Istruzioni:
a – Ripeti integralmente e senza modifiche l'estratto sulla sindrome di Mowgli.
b – Riscrivi tutte le righe delle voci, consegne comprese, riscalando le coordinate dei poligoni nelle risposte: moltiplica ciascuna per 1,05 e arrotonda all'intero più vicino, con le metà per eccesso. Ometti le immagini dalla risposta.

Estratto fornito:

·····

La sindrome di Mowgli La bimba «cresciuta tra le scimmie» in realtà è una disabile abbandonata «Ma gli animali adottano i cuccioli»
Le favole nascondono spesso verità terribili. Addolcite dal finale positivo, con una istruttiva morale narrativa. Allo stesso modo certi atroci fatti di cronaca sembrano più sopportabili se ricondotti a una matrice letteraria, favolistica o romanzesca, dotata di senso. È per questo, forse, che la bambina di 8 anni trovata in una riserva naturale nell’India del nord in compagnia di un gruppo di scimmie è diventata subito la «girl Mowgli», la versione femminile di Mowgli, il protagonista del Libro della giungla (1894) di Rudyard Kipling, scrittore britannico nato in India: una storia, quella del bambino adottato dagli animali della foresta, mai tramontata sul grande schermo, da Walt Disney a Truffaut, fino ai giorni nostri.

·····

Insieme voci:
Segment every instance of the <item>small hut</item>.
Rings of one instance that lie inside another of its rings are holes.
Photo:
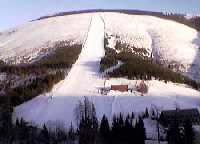
[[[161,112],[159,121],[163,126],[168,127],[168,125],[174,123],[175,120],[178,121],[180,125],[183,125],[188,119],[193,125],[199,125],[200,114],[198,109],[165,110]]]
[[[142,94],[145,94],[148,92],[148,86],[147,84],[142,80],[137,86],[136,86],[136,90],[138,92],[141,92]]]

·····

Elenco risposte:
a –
La sindrome di Mowgli La bimba «cresciuta tra le scimmie» in realtà è una disabile abbandonata «Ma gli animali adottano i cuccioli»
Le favole nascondono spesso verità terribili. Addolcite dal finale positivo, con una istruttiva morale narrativa. Allo stesso modo certi atroci fatti di cronaca sembrano più sopportabili se ricondotti a una matrice letteraria, favolistica o romanzesca, dotata di senso. È per questo, forse, che la bambina di 8 anni trovata in una riserva naturale nell’India del nord in compagnia di un gruppo di scimmie è diventata subito la «girl Mowgli», la versione femminile di Mowgli, il protagonista del Libro della giungla (1894) di Rudyard Kipling, scrittore britannico nato in India: una storia, quella del bambino adottato dagli animali della foresta, mai tramontata sul grande schermo, da Walt Disney a Truffaut, fino ai giorni nostri.

b –
Segment every instance of the <item>small hut</item>.
Rings of one instance that lie inside another of its rings are holes.
Photo:
[[[169,118],[167,127],[171,132],[176,133],[176,131],[183,129],[184,126],[187,127],[189,131],[192,131],[197,125],[203,131],[209,131],[210,120],[208,114],[173,116]]]
[[[149,99],[152,99],[155,97],[155,90],[154,88],[149,84],[144,90],[143,90],[143,95],[145,97],[148,97]]]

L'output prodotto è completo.